Collected data:
· · · · · · ·

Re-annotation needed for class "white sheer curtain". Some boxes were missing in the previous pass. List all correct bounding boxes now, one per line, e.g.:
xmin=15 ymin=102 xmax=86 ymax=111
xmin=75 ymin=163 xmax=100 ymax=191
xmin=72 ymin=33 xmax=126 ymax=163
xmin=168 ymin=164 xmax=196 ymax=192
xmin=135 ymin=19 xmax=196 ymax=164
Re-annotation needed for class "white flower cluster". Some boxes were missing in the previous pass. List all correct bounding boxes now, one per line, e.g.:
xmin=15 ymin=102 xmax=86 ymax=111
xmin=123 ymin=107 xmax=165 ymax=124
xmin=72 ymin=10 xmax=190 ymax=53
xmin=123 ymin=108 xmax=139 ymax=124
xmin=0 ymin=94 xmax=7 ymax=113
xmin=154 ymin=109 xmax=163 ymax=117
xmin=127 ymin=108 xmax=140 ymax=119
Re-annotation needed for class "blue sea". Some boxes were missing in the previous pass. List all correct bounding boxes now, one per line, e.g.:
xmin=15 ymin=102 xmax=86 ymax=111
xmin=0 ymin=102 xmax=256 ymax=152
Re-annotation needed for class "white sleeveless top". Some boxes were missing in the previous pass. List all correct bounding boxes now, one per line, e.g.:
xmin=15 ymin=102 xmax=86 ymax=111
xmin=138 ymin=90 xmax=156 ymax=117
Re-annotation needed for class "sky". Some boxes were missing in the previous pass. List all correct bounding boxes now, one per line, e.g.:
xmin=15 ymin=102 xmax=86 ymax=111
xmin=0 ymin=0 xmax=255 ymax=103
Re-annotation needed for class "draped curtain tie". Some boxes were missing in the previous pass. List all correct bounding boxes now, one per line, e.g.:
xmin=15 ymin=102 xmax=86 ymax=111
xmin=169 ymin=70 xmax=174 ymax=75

· · · · · · ·

Exercise description:
Could you set down every record exactly as given?

Solution below:
Re-annotation needed for class "white sheer curtain". Some boxes were missing in the previous pass. List all correct bounding boxes now, one per line, e.g.:
xmin=15 ymin=102 xmax=86 ymax=111
xmin=75 ymin=163 xmax=100 ymax=191
xmin=72 ymin=33 xmax=126 ymax=163
xmin=168 ymin=164 xmax=196 ymax=192
xmin=135 ymin=19 xmax=196 ymax=164
Re-annotation needed for class "white flower cluster". Some boxes were missing in the previous pass. List all correct bounding boxes now, one per line, e.g.:
xmin=15 ymin=102 xmax=86 ymax=111
xmin=123 ymin=107 xmax=165 ymax=124
xmin=72 ymin=10 xmax=190 ymax=53
xmin=123 ymin=108 xmax=139 ymax=124
xmin=0 ymin=94 xmax=7 ymax=113
xmin=154 ymin=109 xmax=163 ymax=117
xmin=127 ymin=108 xmax=140 ymax=119
Re-annotation needed for class "blue sea". Some boxes were missing in the previous pass. List all correct bounding boxes now, one per line, e.g.:
xmin=15 ymin=102 xmax=86 ymax=111
xmin=0 ymin=102 xmax=256 ymax=152
Re-annotation needed for class "white sleeveless top". Some boxes were missing in the previous pass. List all correct bounding boxes now, one per line, e.g.:
xmin=15 ymin=102 xmax=86 ymax=111
xmin=138 ymin=90 xmax=156 ymax=117
Re-annotation needed for class "sky". Some boxes were missing in the previous pass. List all correct bounding boxes now, one per line, e.g.:
xmin=15 ymin=102 xmax=86 ymax=111
xmin=0 ymin=0 xmax=255 ymax=103
Re-annotation needed for class "draped curtain tie". Some boxes were missing in the previous pass. List all correct bounding boxes now, one per line, e.g.:
xmin=15 ymin=102 xmax=86 ymax=111
xmin=169 ymin=70 xmax=174 ymax=75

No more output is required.